__Problem to work on__: Scan the data. Collect each line that contains the word "below".

-- Supplied information follows --

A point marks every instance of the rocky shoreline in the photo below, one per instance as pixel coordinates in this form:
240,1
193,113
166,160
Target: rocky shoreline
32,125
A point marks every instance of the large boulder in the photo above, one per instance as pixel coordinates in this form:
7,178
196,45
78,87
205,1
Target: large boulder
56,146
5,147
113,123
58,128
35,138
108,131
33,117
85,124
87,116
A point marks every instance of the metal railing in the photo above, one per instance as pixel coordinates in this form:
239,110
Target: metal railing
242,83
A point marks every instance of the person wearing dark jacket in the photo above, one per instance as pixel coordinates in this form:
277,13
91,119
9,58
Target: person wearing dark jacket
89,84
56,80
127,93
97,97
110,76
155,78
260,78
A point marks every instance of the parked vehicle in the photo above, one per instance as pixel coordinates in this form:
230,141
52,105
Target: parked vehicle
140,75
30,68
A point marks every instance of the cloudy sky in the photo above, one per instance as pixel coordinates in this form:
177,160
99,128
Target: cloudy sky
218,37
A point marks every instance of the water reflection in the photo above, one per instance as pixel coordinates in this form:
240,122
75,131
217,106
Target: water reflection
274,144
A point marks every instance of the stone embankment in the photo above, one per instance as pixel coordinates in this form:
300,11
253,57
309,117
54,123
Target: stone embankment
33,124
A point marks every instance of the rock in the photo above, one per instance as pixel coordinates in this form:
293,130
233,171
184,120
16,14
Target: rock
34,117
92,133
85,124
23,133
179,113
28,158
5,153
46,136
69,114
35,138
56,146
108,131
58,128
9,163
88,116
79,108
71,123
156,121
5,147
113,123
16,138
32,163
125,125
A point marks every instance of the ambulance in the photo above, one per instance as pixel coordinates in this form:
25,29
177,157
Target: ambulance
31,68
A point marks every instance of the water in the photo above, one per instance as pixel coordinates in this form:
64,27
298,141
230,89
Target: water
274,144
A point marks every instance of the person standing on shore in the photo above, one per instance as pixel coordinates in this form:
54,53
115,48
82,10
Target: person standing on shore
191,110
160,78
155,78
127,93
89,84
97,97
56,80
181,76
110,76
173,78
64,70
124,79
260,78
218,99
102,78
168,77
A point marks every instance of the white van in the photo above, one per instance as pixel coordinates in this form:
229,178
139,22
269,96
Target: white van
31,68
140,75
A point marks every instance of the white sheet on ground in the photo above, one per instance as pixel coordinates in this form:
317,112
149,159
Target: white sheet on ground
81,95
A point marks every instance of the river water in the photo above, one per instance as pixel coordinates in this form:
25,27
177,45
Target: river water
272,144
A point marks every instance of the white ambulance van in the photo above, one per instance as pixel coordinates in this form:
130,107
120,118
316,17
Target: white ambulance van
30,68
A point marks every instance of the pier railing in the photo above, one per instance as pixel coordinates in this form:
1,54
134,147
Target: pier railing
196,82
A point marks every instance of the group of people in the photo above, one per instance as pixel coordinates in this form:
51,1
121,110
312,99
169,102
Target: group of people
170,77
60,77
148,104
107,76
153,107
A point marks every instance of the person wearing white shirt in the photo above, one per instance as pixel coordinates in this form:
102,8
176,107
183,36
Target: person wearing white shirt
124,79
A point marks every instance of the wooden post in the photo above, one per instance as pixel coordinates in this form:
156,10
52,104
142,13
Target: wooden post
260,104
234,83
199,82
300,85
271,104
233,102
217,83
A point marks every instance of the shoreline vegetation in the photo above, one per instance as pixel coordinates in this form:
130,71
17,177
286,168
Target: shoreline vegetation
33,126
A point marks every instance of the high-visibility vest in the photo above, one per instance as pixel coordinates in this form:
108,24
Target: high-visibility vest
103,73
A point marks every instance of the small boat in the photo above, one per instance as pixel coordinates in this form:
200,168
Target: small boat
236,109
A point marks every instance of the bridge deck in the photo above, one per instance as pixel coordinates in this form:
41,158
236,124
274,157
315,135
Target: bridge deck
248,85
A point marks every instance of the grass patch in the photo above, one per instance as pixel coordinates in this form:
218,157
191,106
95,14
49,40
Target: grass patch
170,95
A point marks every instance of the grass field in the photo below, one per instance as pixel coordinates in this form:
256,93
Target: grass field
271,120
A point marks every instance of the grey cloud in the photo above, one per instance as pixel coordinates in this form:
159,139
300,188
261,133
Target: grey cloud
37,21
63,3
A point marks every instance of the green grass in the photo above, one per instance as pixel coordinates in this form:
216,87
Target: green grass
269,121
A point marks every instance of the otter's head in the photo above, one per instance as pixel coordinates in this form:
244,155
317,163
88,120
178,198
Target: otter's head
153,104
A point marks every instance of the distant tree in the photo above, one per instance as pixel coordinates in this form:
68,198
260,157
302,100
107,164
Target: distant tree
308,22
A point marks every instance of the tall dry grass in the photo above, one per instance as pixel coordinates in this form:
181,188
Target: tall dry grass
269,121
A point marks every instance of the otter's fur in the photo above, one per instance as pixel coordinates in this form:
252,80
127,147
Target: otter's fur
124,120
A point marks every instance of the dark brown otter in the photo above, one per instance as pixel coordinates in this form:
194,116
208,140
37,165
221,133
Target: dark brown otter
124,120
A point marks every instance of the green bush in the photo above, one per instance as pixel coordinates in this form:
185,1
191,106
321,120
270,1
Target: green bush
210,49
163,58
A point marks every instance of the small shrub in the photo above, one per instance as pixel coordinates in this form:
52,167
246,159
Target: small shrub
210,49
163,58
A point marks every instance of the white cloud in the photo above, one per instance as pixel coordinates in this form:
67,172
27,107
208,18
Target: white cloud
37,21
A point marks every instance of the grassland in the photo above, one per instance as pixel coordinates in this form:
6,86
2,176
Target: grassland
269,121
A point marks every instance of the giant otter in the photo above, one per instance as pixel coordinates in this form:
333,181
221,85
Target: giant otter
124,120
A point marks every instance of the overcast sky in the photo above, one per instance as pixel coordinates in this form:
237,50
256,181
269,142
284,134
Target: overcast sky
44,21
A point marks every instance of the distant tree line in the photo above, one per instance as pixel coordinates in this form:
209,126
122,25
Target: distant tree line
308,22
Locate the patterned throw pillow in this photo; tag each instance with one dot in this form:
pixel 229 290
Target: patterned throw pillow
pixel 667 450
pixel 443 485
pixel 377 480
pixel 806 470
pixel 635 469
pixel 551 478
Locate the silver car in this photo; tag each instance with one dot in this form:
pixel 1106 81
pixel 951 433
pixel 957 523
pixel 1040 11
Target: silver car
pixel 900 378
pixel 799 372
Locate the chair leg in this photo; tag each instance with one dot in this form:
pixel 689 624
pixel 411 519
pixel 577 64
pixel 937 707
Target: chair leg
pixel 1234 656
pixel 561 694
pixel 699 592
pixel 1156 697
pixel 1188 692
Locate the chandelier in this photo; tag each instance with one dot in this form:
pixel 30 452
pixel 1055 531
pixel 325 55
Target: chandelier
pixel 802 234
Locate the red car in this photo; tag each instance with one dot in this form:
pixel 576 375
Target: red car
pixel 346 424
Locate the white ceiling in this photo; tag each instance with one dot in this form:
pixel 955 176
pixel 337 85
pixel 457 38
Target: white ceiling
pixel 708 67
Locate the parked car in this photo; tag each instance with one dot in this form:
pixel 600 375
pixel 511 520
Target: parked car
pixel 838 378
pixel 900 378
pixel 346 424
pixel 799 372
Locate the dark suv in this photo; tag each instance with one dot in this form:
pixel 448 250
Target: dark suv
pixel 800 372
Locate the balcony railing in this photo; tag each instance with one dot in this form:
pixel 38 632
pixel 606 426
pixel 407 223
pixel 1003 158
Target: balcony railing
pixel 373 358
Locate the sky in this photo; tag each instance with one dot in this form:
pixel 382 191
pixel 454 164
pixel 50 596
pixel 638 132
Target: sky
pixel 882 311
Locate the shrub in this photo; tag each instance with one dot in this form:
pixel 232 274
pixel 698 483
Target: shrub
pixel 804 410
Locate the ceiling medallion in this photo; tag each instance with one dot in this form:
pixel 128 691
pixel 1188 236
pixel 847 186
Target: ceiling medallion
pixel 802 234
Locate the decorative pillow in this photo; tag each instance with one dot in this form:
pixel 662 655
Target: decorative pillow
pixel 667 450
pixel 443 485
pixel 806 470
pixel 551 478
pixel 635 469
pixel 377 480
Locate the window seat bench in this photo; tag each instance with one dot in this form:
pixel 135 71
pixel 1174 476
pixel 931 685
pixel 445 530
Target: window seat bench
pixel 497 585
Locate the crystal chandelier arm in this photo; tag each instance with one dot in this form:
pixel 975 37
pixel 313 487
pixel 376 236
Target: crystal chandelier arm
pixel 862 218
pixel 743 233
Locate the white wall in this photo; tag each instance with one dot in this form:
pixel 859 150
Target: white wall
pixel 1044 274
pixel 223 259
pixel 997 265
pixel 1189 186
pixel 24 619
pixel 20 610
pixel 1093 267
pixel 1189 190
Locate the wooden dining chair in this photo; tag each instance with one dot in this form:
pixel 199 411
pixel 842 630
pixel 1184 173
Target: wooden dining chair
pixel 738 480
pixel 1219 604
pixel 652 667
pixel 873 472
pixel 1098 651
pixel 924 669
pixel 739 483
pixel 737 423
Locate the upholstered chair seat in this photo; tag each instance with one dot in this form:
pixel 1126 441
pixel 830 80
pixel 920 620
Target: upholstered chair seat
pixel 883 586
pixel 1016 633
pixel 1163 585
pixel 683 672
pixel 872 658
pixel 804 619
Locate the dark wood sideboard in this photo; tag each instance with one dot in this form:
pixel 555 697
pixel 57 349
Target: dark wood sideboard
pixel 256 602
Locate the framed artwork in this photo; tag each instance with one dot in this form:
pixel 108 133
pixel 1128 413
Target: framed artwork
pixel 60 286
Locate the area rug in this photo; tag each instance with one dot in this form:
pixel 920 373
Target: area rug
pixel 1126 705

-- Supplied information concluded --

__Response area__:
A point marks every instance of the rocky shoreline in the photo below, one per instance as pixel coordinates in this form:
A point marks every instance of the grass field in the photo below, one per instance as pixel coordinates in this form:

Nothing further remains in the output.